┌─ Available data

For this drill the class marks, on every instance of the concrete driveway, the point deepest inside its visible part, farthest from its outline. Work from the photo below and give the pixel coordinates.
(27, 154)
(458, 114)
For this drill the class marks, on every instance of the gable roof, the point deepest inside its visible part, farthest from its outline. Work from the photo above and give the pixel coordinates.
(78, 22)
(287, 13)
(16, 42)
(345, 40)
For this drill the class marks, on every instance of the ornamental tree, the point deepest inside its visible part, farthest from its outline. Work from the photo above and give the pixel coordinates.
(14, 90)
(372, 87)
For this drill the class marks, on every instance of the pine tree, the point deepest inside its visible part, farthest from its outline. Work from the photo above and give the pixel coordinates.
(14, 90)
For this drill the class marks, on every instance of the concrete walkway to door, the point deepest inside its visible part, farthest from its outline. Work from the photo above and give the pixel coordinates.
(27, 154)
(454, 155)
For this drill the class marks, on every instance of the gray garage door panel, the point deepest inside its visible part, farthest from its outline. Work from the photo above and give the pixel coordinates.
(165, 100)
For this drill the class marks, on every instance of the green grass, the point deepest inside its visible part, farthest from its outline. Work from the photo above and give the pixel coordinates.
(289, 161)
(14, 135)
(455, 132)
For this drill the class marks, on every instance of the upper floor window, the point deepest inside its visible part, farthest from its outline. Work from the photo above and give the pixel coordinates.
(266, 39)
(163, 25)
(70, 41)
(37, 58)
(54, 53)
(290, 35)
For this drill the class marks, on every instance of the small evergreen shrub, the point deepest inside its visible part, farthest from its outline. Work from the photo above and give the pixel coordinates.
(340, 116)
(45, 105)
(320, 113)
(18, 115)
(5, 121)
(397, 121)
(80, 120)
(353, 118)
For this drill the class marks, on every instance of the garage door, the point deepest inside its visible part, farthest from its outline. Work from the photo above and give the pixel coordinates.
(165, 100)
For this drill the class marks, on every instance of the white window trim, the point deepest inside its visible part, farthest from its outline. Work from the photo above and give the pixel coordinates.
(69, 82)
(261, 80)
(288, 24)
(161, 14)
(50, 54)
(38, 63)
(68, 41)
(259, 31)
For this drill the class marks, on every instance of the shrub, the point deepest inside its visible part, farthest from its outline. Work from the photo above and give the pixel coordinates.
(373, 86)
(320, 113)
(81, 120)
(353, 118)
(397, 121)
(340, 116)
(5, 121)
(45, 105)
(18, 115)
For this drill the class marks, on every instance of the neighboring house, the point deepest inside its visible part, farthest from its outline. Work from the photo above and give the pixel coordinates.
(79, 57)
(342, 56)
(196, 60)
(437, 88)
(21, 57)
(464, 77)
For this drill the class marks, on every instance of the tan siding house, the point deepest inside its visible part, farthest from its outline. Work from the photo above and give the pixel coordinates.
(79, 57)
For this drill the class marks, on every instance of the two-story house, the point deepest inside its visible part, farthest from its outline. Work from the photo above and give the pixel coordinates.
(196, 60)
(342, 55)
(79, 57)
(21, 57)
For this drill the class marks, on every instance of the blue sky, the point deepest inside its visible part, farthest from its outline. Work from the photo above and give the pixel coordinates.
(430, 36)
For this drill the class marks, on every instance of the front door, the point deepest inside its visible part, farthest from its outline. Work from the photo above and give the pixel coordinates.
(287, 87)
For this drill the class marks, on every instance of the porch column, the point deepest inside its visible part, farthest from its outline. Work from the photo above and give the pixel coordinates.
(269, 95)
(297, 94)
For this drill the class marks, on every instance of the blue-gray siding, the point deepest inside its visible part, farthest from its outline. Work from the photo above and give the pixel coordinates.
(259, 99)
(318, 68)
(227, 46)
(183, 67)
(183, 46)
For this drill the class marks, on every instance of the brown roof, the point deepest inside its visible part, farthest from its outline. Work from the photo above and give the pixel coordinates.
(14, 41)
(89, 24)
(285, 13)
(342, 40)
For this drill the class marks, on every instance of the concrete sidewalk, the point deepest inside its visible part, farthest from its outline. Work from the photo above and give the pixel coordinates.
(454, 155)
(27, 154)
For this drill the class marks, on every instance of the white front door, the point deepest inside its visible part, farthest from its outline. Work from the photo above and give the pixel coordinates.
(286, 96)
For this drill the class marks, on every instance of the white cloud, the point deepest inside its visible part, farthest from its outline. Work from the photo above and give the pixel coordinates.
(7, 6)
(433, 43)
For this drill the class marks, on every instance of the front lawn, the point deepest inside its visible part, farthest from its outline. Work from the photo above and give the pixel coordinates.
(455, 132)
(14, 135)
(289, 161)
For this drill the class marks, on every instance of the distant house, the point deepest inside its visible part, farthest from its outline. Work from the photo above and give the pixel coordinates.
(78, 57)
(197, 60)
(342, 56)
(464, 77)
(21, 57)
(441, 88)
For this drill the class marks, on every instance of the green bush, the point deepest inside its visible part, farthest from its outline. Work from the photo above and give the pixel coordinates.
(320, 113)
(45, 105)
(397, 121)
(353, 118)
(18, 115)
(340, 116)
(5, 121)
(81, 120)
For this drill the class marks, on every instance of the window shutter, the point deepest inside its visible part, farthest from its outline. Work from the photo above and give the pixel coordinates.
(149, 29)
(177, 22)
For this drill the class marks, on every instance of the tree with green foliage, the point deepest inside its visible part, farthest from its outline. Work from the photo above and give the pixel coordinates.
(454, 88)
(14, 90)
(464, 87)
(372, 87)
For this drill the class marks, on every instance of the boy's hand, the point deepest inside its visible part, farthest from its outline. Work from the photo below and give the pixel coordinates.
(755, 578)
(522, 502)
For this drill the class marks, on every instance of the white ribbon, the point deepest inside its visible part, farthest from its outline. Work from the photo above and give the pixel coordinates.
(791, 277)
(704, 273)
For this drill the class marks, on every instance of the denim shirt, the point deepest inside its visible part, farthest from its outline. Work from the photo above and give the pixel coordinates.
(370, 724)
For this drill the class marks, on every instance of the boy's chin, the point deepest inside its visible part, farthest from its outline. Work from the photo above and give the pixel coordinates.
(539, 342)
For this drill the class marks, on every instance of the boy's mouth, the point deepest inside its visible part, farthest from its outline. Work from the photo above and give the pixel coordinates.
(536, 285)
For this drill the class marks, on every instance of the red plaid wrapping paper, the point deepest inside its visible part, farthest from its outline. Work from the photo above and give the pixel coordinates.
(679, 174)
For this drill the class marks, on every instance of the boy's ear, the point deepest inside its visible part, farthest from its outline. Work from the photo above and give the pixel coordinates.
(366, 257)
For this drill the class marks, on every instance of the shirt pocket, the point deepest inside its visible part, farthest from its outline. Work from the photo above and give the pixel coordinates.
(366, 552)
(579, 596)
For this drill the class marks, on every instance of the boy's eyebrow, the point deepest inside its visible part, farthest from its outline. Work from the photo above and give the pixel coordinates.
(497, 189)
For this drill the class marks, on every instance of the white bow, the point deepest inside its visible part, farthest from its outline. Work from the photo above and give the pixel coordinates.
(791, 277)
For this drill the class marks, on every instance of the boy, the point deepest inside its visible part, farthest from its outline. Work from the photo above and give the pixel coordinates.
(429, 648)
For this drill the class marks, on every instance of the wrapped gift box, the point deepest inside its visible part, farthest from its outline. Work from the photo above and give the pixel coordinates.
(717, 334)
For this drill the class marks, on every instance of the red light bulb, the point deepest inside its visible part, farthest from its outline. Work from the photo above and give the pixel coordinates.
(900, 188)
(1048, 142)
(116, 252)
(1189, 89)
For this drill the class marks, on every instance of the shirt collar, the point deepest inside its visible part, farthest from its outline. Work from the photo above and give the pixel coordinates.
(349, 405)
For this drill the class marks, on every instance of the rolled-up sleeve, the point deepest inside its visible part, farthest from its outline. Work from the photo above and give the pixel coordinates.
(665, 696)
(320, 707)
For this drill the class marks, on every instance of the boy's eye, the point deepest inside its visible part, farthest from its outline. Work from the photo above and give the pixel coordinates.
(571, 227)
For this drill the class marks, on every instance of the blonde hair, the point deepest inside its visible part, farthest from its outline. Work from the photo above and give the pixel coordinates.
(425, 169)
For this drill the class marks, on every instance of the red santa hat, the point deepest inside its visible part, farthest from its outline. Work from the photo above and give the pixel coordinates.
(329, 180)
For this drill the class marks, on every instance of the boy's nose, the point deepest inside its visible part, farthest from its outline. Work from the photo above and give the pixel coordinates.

└─

## What is being asked
Starting at the line that contains "the boy, the", retype each line through the end of the listing above and nothing else.

## Output for this task
For this drill the class marks, on every instance of the boy, the point deepest inside its visible part, farthest from its outline. Work from the photo above and give the pixel coordinates.
(429, 648)
For this drill the class marks, on every instance of the wrapped gift box, the point deepest inside its visible part, farthest from its outline. Work from the photo above and give the pixel coordinates.
(717, 334)
For this drill the class marks, on every instance of the red light bulb, the point deepest inside its visible part, farthest from its outline. Work from the photo above and give the pixel coordinates.
(900, 188)
(1048, 142)
(116, 252)
(1189, 89)
For this drill the class marks, on every instance of the shirt collar, the point deepest inside its visible part, farthest from its outline. Work from the photo above and give the pixel coordinates.
(349, 405)
For this drill the class marks, on every instance of the rolled-up sleeve, the point deepest inside its visible part, farthest from its outline. Work from the photo above and give the pixel coordinates.
(665, 696)
(320, 707)
For this drill the class marks, on every instance of the boy's eye, the point deepest inside its visible part, farthest from its outline. Work from the photo above and give the pixel coordinates.
(571, 227)
For this drill the class marks, on every instance of the blonde hair, the point deepest inside its visible part, farthest from its outline. Work from the photo above and give the pixel coordinates.
(425, 169)
For this drill the class marks, on every instance of the red santa hat, the point deepest inside its visible part, farthest from its outline. Work from the photo above and give the pixel coordinates.
(329, 180)
For this drill the class marks, on every instance of the boy's nose, the point deepest inside its visible part, farthest from its outline. Work from the photo above and give the pixel coordinates.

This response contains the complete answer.